SHORT EXERCISE A
Write out the records as a numbered list, from the first line of the records to the line containing "296L484 290L513 290L517", and skip blank lines. Leave out the pictures.

* Begin PROVIDED TEXT *

These tools pull data directly from trusted source systems, reducing manual data entry, minimizing errors, and enhancing the overall efficiency and reliability of the financial modeling process.
Multi-currency support
Businesses often operate in multiple currencies, requiring financial models that can handle various monetary units.
Financial modeling tools with multi-currency support enable users to perform financial analysis and report in different currencies. These tools allow businesses to convert and consolidate financial data across currencies seamlessly, ensuring that financial reports and analyses are consistent and compliant with global standards.
Collaboration features
Most financial modeling tools make it easy for finance teams to share insights with stakeholders and decision-makers. Data sharing, change tracking, and customizable access permissions help multiple users collaborate on models in real time.
Teams can quickly distribute reports, gather meaningful feedback, and ensure everyone makes decisions based on the most up-to-date financial data.
Data visualization and reporting
Financial modeling tools typically include automated financial reporting that can transform raw numbers into easy-to-understand visuals like charts, graphs, and dashboards. This allows finance teams and stakeholders to grasp key insights, trends, and patterns at a glance instead of trying to decode rows of data.
You can even customize the looks of reports to highlight your most important metrics, compare key scenarios, and present summaries in digestible ways.
Map consolidation
Map consolidation helps finance teams bring data together when it comes in different formats, structures, or levels of detail. Instead of manually adjusting charts of accounts, department names, or account groupings every time new data arrives, the software applies a consistent mapping layer.
This lets you roll up actuals, budgets, and forecasts across multiple locations, departments, or entities without rebuilding the model each time. It also keeps everything aligned to one reporting structure, which makes consolidated reporting faster and reduces errors.

* End PROVIDED TEXT *

SHORT EXERCISE B
List every section heading in the text about financial modeling tools.

* Begin RECORDS SUPPLIED *

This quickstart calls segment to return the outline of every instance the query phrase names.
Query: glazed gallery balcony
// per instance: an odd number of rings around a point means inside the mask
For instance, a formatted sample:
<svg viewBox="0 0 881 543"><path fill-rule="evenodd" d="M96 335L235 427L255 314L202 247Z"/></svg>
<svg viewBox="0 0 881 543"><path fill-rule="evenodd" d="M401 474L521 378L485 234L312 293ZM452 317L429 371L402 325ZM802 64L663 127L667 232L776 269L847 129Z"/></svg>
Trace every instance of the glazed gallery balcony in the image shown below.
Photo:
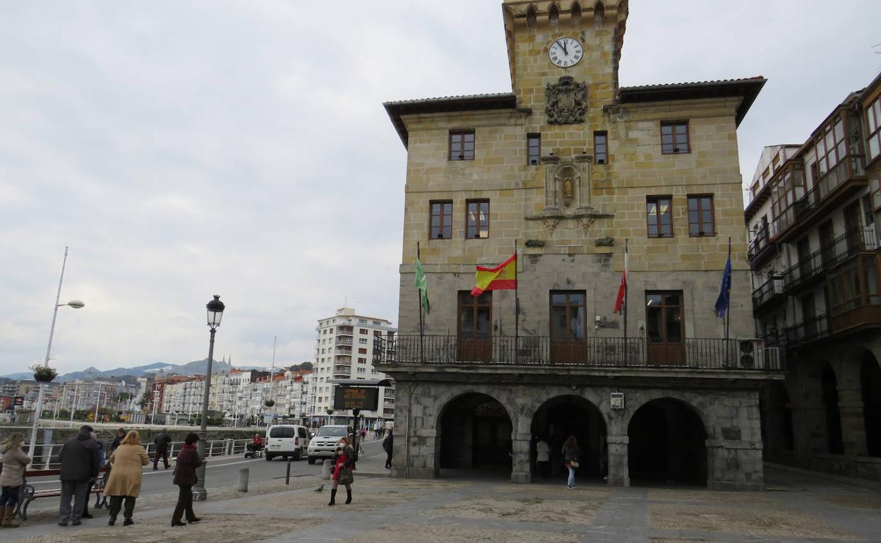
<svg viewBox="0 0 881 543"><path fill-rule="evenodd" d="M782 354L758 340L398 335L374 341L374 363L527 365L782 371Z"/></svg>

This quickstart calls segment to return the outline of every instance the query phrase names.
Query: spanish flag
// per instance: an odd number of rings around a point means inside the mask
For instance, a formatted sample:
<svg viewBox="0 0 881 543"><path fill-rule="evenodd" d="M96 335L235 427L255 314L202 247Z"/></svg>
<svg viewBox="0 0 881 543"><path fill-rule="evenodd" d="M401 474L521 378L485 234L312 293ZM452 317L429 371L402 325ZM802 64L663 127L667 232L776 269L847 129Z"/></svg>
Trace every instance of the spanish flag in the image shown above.
<svg viewBox="0 0 881 543"><path fill-rule="evenodd" d="M480 296L484 290L513 290L517 288L517 253L515 253L495 268L478 266L471 296Z"/></svg>

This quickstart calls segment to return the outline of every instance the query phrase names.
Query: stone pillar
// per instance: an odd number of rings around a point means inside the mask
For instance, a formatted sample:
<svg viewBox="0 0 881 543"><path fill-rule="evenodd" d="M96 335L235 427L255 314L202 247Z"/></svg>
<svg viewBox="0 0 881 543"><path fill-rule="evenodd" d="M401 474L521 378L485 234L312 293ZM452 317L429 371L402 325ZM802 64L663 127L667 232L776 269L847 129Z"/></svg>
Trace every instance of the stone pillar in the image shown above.
<svg viewBox="0 0 881 543"><path fill-rule="evenodd" d="M511 459L511 482L530 482L532 474L529 473L529 434L516 434L511 443L513 458Z"/></svg>
<svg viewBox="0 0 881 543"><path fill-rule="evenodd" d="M627 470L627 436L606 436L609 449L609 476L607 483L612 487L629 487L630 473Z"/></svg>
<svg viewBox="0 0 881 543"><path fill-rule="evenodd" d="M847 385L839 387L838 407L841 413L844 453L852 456L868 456L866 422L862 413L862 389Z"/></svg>

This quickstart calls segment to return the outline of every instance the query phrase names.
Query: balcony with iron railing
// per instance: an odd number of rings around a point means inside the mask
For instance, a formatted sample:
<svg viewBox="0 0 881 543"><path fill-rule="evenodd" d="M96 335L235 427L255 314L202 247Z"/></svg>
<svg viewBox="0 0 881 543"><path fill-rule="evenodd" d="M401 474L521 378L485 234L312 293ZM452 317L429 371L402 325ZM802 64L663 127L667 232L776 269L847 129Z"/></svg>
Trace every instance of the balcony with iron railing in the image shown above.
<svg viewBox="0 0 881 543"><path fill-rule="evenodd" d="M782 371L776 348L753 340L685 338L661 341L647 338L559 341L547 336L492 336L483 340L455 335L398 335L375 341L374 364L388 371L395 365L535 366L688 371ZM744 356L745 355L745 356Z"/></svg>
<svg viewBox="0 0 881 543"><path fill-rule="evenodd" d="M788 293L808 286L816 280L824 278L825 272L847 262L860 253L877 248L877 241L872 227L851 228L783 271L783 290Z"/></svg>
<svg viewBox="0 0 881 543"><path fill-rule="evenodd" d="M804 193L775 219L777 241L790 242L806 228L868 183L862 155L850 154L820 175L814 187Z"/></svg>
<svg viewBox="0 0 881 543"><path fill-rule="evenodd" d="M760 287L752 291L752 309L765 309L771 302L779 302L783 297L783 279L779 275L772 275Z"/></svg>
<svg viewBox="0 0 881 543"><path fill-rule="evenodd" d="M761 261L764 261L768 255L774 253L774 251L772 250L774 245L774 242L771 241L767 224L765 224L757 230L755 237L753 237L752 240L750 241L746 250L746 255L747 258L750 259L750 264L753 267L759 266Z"/></svg>

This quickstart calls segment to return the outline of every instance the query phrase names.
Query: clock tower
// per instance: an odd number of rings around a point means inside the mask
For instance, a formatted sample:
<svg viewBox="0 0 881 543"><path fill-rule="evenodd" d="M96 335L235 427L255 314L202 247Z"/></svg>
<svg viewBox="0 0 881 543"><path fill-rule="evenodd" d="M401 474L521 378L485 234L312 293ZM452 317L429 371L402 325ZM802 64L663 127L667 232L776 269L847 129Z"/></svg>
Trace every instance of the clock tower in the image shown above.
<svg viewBox="0 0 881 543"><path fill-rule="evenodd" d="M517 106L544 112L537 115L543 125L565 124L546 109L556 96L555 85L566 83L586 90L582 109L589 117L590 112L601 115L618 90L627 4L505 0L505 36ZM572 101L567 93L564 101Z"/></svg>

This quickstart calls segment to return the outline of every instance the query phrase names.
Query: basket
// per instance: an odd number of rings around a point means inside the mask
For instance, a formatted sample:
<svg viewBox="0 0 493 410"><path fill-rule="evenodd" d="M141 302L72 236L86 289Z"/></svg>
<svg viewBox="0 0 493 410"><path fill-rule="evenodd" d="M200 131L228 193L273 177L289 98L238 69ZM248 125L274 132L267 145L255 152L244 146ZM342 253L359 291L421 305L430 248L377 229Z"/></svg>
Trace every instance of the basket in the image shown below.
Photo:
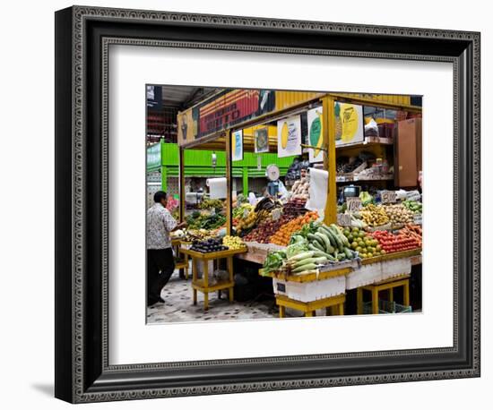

* End RECORDS SUPPLIED *

COMPLETE RESPONSE A
1. This quickstart calls segment to return the outline of every instance the query phrase names.
2. Query: glazed gallery balcony
3. // per instance: an odd number of rings around a point means inside the mask
4. For instance, a formatted sample:
5. <svg viewBox="0 0 881 543"><path fill-rule="evenodd" d="M96 335L235 427L255 314L202 247Z"/></svg>
6. <svg viewBox="0 0 881 543"><path fill-rule="evenodd" d="M401 474L521 378L485 234L312 293ZM452 317L429 371L402 325ZM802 64L663 127L667 232L776 269L847 129Z"/></svg>
7. Trace every instance of the glazed gallery balcony in the image shown below.
8. Photo:
9. <svg viewBox="0 0 881 543"><path fill-rule="evenodd" d="M782 354L758 340L398 335L374 341L374 363L527 365L782 371Z"/></svg>
10. This quickstart calls segment to return the outline of every instance the query phrase names.
11. Query: spanish flag
12. // per instance: an odd number of rings around a point means inside the mask
13. For instance, a formatted sample:
14. <svg viewBox="0 0 881 543"><path fill-rule="evenodd" d="M96 335L235 427L255 314L202 247Z"/></svg>
15. <svg viewBox="0 0 881 543"><path fill-rule="evenodd" d="M401 474L521 378L485 234L312 293ZM452 317L429 371L402 325ZM802 64L663 127L667 232L776 269L847 129Z"/></svg>
16. Trace every instance of the spanish flag in the image shown above.
17. <svg viewBox="0 0 881 543"><path fill-rule="evenodd" d="M480 296L484 290L513 290L517 288L517 253L515 253L495 268L478 266L471 296Z"/></svg>

COMPLETE RESPONSE B
1. Multi-currency support
2. Collaboration features
3. Data visualization and reporting
4. Map consolidation